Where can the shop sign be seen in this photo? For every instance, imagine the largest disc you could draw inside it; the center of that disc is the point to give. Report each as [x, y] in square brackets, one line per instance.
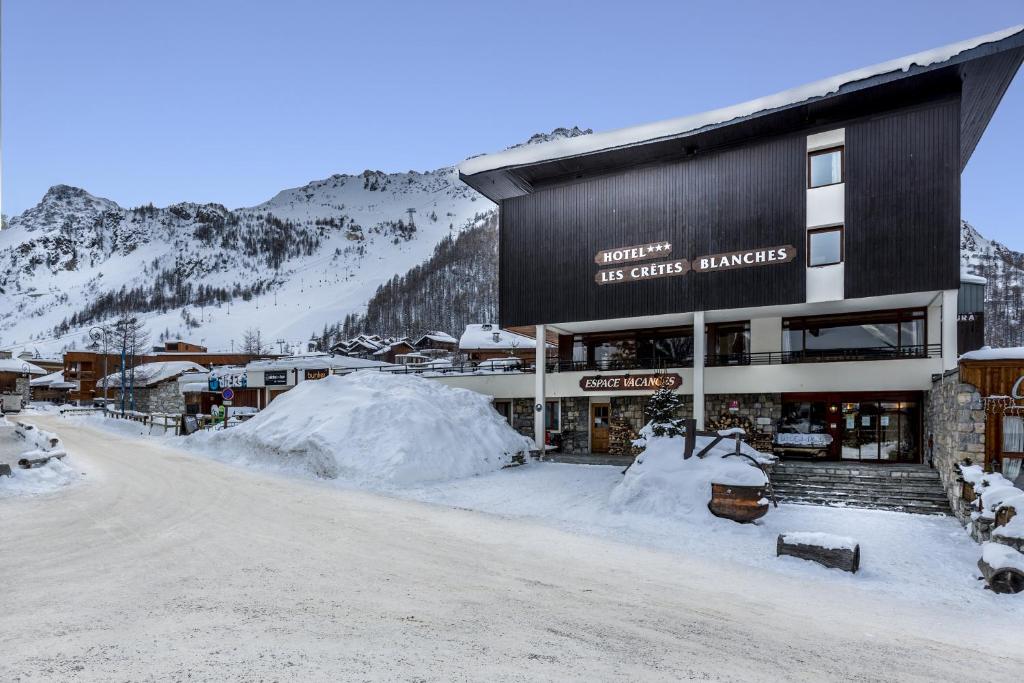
[629, 271]
[647, 271]
[275, 378]
[743, 259]
[638, 253]
[649, 382]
::::
-- GOAL OF THE EXERCISE --
Exclude the pictures and transcribe all of the entries exactly.

-- TASK SOLUTION --
Where can the shop sign be seen in this photo? For every instance, imagine the largest disc you could draw inside it; the center of that disc is the point to give. Report each as [x, y] in square brackets, one line per instance.
[629, 271]
[647, 271]
[275, 378]
[743, 259]
[638, 253]
[649, 382]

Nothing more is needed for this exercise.